[Records drawn from a dataset]
:::::
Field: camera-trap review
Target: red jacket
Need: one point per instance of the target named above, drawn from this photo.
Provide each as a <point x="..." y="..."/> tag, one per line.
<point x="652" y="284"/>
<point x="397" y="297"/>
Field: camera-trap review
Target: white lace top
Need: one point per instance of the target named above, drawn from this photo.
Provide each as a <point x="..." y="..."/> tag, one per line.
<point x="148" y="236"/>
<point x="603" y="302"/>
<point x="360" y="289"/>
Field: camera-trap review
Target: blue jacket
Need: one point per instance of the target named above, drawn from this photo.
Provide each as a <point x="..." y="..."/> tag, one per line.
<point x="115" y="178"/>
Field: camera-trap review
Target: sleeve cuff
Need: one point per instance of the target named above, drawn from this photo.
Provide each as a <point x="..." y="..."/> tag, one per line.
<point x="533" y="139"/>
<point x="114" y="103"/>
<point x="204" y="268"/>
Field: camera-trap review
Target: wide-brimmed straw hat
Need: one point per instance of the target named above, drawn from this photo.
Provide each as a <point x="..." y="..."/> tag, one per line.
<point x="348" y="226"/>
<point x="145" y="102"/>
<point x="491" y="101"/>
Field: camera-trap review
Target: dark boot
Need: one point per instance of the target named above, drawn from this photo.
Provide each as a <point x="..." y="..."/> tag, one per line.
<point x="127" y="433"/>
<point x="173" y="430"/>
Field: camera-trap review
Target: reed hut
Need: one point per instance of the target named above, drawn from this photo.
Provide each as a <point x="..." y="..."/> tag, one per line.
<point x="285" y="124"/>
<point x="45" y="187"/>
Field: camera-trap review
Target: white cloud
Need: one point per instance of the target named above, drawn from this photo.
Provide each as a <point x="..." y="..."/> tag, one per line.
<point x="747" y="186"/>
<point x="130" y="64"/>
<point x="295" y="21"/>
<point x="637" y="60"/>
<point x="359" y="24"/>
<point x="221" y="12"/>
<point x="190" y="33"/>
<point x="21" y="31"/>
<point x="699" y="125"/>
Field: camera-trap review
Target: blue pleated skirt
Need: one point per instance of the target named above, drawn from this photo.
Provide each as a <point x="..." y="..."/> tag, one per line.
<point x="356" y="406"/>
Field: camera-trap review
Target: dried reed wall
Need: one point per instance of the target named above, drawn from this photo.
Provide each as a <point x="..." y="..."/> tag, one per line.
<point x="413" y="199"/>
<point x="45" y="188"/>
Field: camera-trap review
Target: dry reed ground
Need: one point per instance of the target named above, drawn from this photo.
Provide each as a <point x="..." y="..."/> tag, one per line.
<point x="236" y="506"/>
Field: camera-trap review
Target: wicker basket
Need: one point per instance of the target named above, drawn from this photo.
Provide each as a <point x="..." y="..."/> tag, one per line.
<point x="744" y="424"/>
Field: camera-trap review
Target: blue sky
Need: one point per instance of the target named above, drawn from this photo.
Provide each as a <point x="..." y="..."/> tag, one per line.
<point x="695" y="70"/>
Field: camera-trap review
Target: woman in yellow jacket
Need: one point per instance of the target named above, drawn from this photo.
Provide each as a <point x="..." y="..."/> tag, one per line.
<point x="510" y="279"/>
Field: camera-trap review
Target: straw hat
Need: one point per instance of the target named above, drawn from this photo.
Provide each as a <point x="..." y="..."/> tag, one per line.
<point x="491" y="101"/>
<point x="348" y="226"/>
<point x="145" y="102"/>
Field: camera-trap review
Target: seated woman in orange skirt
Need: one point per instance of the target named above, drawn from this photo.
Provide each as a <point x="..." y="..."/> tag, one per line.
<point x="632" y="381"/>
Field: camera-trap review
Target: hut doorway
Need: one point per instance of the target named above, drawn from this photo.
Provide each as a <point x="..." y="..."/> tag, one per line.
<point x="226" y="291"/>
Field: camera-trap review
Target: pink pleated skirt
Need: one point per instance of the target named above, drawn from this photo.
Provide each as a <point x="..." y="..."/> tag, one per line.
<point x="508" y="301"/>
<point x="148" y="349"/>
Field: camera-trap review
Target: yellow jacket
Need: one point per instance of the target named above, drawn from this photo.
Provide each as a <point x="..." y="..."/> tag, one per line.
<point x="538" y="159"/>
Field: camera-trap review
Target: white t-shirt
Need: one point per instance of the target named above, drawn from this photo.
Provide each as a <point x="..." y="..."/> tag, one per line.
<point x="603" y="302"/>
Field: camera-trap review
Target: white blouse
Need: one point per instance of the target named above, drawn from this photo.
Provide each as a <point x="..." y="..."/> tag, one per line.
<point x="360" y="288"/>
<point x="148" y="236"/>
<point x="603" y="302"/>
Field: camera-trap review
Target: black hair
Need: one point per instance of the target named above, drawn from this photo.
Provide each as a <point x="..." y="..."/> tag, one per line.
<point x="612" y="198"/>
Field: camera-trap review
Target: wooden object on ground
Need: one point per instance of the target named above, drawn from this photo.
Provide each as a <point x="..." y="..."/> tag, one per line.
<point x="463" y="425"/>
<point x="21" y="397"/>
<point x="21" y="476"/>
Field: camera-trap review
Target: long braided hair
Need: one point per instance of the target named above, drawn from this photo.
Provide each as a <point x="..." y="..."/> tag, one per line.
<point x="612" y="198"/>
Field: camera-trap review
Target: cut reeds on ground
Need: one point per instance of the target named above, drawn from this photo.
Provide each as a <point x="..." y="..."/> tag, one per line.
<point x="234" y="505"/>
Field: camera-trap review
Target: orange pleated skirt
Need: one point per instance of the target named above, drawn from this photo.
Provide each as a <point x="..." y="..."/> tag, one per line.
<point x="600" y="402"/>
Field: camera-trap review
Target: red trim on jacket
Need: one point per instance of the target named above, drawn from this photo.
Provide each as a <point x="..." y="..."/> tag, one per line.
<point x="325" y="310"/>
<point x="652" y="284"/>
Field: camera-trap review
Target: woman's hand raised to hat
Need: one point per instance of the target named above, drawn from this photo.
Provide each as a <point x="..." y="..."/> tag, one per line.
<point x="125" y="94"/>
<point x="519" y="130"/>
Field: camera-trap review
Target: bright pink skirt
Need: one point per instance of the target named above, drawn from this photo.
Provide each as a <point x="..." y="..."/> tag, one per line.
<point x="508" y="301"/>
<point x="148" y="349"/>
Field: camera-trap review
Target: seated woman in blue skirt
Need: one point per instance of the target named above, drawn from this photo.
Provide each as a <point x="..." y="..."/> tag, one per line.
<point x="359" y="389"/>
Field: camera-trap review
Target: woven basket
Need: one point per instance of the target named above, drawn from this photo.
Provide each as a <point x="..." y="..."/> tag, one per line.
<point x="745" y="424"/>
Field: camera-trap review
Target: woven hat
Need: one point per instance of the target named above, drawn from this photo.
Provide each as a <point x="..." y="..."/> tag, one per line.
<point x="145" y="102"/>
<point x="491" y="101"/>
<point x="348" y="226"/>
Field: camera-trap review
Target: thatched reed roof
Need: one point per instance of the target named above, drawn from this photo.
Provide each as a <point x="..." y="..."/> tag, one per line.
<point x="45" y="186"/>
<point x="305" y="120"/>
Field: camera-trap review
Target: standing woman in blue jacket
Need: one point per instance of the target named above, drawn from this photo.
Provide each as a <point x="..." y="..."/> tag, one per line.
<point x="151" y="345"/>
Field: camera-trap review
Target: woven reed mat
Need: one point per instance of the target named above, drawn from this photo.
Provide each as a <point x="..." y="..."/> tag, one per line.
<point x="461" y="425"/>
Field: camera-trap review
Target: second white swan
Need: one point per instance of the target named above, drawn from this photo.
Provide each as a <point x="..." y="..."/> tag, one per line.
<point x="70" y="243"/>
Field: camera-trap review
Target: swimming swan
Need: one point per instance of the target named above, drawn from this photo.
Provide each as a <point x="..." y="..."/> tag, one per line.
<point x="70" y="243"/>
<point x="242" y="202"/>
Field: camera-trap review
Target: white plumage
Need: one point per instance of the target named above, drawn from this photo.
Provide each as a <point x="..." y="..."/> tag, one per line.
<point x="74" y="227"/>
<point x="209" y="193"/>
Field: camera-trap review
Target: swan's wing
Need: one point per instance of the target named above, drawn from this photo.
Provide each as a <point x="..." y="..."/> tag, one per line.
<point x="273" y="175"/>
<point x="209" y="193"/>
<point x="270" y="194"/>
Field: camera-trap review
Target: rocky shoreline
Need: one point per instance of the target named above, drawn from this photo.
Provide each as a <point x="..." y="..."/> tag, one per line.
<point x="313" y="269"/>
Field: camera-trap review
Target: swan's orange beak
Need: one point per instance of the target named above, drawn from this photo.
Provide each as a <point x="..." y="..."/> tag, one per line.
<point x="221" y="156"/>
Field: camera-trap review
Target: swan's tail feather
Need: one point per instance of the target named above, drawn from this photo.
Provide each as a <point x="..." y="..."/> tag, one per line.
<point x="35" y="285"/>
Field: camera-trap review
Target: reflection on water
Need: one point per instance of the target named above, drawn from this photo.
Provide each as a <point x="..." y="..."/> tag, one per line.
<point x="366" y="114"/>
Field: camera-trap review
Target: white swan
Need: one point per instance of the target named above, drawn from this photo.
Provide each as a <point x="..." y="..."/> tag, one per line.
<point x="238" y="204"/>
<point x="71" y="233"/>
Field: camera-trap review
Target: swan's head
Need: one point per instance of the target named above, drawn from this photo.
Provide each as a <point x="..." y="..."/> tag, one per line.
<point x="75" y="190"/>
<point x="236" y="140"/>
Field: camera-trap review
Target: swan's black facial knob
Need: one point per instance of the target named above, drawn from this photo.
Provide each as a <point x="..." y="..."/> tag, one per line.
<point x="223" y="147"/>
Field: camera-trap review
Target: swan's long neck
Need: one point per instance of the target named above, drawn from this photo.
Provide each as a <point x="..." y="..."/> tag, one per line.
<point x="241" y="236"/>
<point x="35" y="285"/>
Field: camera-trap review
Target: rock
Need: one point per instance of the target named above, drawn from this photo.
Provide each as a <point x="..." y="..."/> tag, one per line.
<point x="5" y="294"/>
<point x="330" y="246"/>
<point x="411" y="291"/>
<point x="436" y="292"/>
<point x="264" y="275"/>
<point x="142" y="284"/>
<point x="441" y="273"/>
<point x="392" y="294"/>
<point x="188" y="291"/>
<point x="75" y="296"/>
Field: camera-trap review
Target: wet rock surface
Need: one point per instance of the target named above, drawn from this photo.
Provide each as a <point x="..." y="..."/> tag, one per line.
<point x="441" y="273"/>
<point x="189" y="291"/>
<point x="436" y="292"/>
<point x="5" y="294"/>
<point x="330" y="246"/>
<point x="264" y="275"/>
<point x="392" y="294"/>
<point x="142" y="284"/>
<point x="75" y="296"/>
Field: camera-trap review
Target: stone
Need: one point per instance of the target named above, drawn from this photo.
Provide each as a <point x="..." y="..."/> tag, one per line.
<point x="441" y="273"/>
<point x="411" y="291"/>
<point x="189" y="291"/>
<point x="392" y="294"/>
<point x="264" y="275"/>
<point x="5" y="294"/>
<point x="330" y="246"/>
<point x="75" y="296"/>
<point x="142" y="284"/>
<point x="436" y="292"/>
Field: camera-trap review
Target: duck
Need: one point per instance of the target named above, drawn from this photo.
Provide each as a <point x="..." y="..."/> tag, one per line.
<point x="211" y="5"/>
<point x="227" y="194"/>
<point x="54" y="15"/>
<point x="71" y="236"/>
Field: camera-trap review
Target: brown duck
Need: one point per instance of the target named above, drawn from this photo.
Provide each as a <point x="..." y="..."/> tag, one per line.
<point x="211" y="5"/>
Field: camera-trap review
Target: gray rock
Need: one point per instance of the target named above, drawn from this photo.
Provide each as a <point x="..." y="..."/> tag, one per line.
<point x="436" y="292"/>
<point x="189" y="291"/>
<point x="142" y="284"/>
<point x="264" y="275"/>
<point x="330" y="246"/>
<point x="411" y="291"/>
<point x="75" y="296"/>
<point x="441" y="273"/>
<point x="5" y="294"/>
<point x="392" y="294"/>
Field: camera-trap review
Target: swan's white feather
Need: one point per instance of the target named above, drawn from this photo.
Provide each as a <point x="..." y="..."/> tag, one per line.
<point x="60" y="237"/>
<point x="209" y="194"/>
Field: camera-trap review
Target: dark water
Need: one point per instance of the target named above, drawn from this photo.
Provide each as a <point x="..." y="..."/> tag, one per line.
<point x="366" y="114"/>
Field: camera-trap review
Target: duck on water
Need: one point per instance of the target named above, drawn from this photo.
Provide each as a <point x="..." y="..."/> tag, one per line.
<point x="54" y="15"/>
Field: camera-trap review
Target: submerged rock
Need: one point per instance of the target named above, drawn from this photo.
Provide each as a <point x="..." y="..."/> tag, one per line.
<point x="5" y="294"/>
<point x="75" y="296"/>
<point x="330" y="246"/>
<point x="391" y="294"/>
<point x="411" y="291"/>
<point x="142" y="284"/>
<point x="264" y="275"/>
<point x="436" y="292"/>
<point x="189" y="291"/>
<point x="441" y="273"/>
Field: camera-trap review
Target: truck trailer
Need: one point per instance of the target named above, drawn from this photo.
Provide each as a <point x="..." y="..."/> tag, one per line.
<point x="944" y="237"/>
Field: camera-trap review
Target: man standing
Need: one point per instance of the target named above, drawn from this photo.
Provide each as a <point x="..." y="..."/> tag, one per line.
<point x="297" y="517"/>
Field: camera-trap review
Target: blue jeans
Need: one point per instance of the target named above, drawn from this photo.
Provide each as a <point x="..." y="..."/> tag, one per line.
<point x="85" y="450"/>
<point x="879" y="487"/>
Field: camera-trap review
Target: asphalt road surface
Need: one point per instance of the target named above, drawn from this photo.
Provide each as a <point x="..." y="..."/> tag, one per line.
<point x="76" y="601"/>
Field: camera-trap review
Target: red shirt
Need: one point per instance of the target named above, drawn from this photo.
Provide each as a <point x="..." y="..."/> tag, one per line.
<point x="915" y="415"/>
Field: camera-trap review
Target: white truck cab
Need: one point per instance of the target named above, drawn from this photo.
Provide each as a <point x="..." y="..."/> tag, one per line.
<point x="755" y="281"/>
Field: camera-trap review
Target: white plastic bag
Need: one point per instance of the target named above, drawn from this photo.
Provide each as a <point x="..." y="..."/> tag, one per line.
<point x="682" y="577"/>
:::::
Collect every line of the entries above that contains the word "surface". Treat uppercase and lowercase letters as distinct when matching.

Target: wet rock surface
Target: asphalt road surface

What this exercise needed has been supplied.